### Directive
Print the rows below verbatim, from the start of the rows up to and including the line with "point(698, 542)". Leave the pictures out of your answer.

Stored items from a collection:
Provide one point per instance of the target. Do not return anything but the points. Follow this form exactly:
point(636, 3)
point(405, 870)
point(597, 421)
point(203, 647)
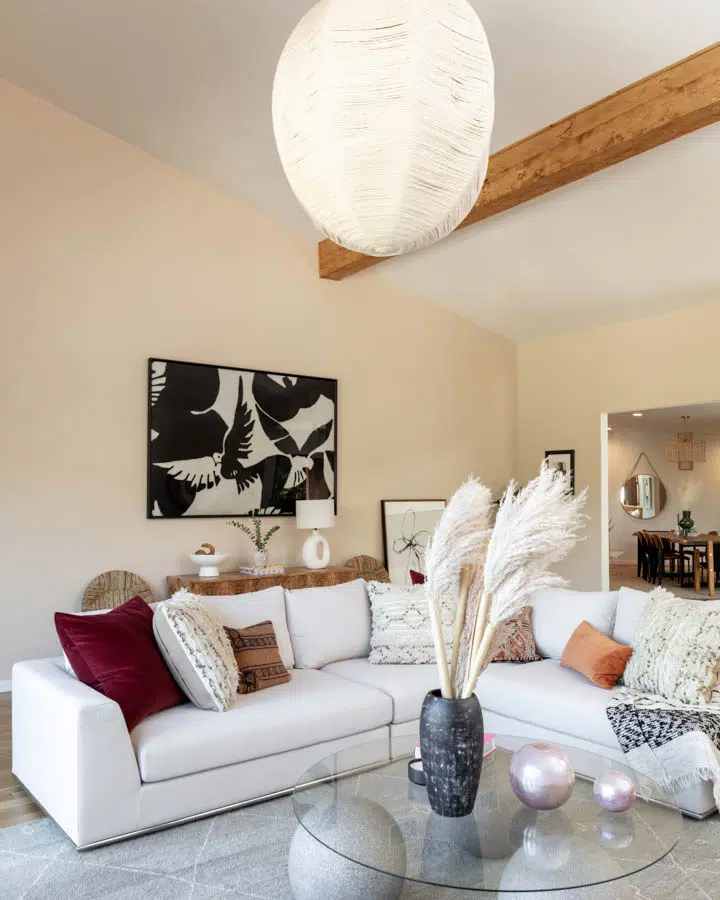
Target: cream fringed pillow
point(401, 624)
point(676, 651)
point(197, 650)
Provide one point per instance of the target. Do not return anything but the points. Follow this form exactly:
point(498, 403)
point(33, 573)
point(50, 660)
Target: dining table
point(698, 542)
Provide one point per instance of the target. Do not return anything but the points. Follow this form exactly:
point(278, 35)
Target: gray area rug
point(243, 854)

### Correct result
Provide one point per instance of the target. Do not return anything but the points. Follow this form exactly:
point(636, 3)
point(405, 870)
point(597, 421)
point(203, 647)
Target: cream fringed pillow
point(401, 624)
point(676, 651)
point(197, 650)
Provide one point per instance of the target. Do not return anything but the points. Follow this form exactly:
point(498, 403)
point(33, 573)
point(50, 660)
Target: dining table
point(698, 542)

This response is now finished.